## PROVIDED TEXT:
· · · · · · ·

Konstantin von Benckendorff (Константин Христофорович Бенкендорф; 31 January 1785 – 6 August 1828) was a Russian general and diplomat of Baltic German descent.

==Life and career==
Konstantin von Benckendorff was born into Russia's distinctive Baltic nobility to a Baltic German family in Saint Petersburg, son of General Baron Christoph von Benckendorff (Fredrikshamn, 12 January 1749 – Kolga, 10 June 1823), who served as the military governor of Livonia, and wife Baroness Anna Juliane Charlotte Schilling von Canstatt (Thalheim, 31 July 1744 – Riga, 11 March 1797), who held a high position at the Romanov Court as senior lady-in-waiting and best friend of Empress Maria Fyodorovna, and paternal grandson of Johann Michael von Benckendorff and wife Sophie von Löwenstern.

His brother Alexander von Benckendorff (1783–1844) was also a general and statesman, and his sister Dorothea von Lieven was a political force famous at London, St. Petersburg, and Paris. His other sister Maria von Benckendorff (14 February 1784 – 16 November 1841) married Ivan Georgievich Sevitsch.

Trained as a diplomat, he joined the army to take part in the concluding stages of the Napoleonic Wars, specifically in the taking of Kassel, Fulda, Hanau, Reims, and Soissons. After the war, Benckendorff returned to diplomacy.

Five years later, he was appointed Minister Plenipotentiary to Baden and Stuttgart. With the outbreak of the Russo-Persian War he returned to Russia, captured Echmiadzin and routed the Kurds near Erivan. He then crossed the Araks River and defeated the Persian cavalry. Benckendorff died of a fever that swept through the Russian army at the beginning of the Russo-Turkish War, 1828–1829.

· · · · · · ·

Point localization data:
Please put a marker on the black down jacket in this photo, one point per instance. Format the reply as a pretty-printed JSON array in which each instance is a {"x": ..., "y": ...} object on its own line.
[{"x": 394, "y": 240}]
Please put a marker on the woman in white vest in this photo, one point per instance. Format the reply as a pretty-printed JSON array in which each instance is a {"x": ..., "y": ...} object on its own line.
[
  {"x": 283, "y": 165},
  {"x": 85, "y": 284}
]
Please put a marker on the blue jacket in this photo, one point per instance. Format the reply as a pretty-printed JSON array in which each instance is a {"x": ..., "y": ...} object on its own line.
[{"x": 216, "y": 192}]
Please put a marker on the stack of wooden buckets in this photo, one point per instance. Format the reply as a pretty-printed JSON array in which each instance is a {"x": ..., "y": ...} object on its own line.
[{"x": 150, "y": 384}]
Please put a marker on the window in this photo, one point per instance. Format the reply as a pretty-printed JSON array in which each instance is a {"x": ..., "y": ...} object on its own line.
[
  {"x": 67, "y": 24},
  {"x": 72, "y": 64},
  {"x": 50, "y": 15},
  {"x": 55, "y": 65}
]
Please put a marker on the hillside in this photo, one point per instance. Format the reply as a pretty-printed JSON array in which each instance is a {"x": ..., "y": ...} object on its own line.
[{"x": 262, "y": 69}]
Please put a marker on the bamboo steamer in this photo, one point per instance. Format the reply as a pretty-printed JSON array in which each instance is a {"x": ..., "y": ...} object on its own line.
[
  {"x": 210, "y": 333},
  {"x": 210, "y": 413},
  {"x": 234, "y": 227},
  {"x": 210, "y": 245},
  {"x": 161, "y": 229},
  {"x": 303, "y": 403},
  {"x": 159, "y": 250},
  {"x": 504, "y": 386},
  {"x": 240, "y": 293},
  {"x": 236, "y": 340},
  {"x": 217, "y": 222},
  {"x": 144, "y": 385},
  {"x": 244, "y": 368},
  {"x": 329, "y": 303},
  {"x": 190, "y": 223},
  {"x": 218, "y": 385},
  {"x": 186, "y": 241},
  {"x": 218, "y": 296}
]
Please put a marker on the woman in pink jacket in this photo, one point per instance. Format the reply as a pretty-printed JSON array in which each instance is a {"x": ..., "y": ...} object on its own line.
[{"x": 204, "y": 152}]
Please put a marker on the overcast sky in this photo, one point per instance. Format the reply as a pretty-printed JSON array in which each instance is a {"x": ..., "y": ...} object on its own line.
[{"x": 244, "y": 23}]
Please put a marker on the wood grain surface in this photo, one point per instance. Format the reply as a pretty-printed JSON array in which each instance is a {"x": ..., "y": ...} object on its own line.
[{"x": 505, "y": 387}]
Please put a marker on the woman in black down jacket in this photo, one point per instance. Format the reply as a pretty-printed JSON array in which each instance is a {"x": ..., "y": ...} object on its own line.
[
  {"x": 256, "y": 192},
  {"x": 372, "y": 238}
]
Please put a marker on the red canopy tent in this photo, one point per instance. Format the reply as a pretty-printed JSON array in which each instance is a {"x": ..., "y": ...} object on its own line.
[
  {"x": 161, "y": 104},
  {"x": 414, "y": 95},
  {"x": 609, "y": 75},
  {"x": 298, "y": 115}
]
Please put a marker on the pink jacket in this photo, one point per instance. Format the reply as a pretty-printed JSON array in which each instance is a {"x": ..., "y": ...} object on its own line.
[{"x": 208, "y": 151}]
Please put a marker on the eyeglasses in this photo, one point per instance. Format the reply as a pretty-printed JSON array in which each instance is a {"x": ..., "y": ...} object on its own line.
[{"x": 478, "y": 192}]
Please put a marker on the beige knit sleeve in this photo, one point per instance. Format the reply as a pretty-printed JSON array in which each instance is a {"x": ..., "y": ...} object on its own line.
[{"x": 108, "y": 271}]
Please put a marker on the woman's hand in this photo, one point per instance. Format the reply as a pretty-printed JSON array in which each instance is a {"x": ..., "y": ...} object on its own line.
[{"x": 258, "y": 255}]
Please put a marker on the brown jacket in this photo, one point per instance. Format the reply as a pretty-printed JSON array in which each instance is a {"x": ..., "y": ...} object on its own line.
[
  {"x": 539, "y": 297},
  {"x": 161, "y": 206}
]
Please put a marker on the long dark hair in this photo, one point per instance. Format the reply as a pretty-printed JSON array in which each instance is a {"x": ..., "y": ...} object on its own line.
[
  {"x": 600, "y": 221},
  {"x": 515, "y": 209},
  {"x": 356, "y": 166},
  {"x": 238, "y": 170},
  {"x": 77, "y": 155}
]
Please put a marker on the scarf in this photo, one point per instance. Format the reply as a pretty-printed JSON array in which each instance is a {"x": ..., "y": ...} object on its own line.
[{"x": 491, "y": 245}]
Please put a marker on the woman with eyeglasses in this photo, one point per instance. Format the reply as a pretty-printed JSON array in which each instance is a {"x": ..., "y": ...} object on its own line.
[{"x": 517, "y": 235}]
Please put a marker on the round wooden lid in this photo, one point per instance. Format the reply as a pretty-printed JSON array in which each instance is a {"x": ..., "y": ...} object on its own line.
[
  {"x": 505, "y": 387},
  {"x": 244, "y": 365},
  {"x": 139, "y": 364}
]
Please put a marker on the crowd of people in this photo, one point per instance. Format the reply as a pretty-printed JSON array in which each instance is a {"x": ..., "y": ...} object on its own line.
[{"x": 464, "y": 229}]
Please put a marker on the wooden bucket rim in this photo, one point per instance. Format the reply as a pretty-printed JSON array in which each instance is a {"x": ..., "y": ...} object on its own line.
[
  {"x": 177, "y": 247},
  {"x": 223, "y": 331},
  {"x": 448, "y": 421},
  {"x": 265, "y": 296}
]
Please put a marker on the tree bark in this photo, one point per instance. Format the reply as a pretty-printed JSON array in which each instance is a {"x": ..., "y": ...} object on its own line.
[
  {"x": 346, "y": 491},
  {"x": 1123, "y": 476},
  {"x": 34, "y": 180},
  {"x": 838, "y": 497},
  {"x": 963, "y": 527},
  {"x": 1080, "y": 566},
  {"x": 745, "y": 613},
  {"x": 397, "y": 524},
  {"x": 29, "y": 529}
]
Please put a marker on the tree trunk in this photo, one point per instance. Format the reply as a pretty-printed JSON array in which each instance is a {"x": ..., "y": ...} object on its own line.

· · · · · · ·

## EXERCISE SET:
a. According to the biography of Konstantin von Benckendorff, why did he leave his diplomatic post and return to Russia? Answer in one to three sentences.
b. Pick up the biography of Konstantin von Benckendorff after its final sentence and continue it.

## ANSWERS FOR EACH ITEM:
a. He returned to Russia because the Russo-Persian War broke out. At that point he held the post of Minister Plenipotentiary to Baden and Stuttgart.

b.
== Personal life ==
Konstantin married on 1 September 1814 Natalia von Alopaeus (Berlin, 4 February 1796 – Stuttgart, 29 January 1823), daughter of Count Maximilian Magnus von Alopaeus and his wife, Friederike Wilhelmine Henriette Antoinette von Quast. They couple had two children:

- Count Konstantin Alexander von Benckendorff (Berlin, 22 October 1816 – Paris, 29 January 1858); married in Potsdam on 20 June 1848 to Princess Louise Constantine Nathalie Johanne von Croÿ-Dülmen (2 November 1825 – 8 January 1890)
- Countess Marie von Benckendorff (Stuttgart, 22 November 1818 – St. Petersburg, 31 October 1844); married to Prince Pavel Matveyevich Golenischev-Kutuzov-Tolstoy (20 November 1800 – 27 February 1883).

==Honours and awards==
- Order of St. Anna
  - 2nd class, with diamonds - 1812
  - 1st class - 17 April 1823
  - Diamonds added to 1st class - 16 February 1824
- Order of St. George
  - 4th class - 8 February 1813
  - 3rd class - 10 September 1815
- Order of St. Vladimir
  - 4th class - 25 January 1812
  - 3rd class - 18 September 1813
  - 2nd class - 22 July 1827
- Order of the Red Eagle, 2nd class (Prussia)
- Knight First Class of the Order of the Sword (Sweden)
- Knight of the Military Order of Max Joseph (Bavaria)
- Imperial Order of Leopold (Austria)
- Golden Sword with the inscription "For Bravery", with diamonds, twice (1814 and 1 January 1828)
- Silver medal "In memory of the War of 1812"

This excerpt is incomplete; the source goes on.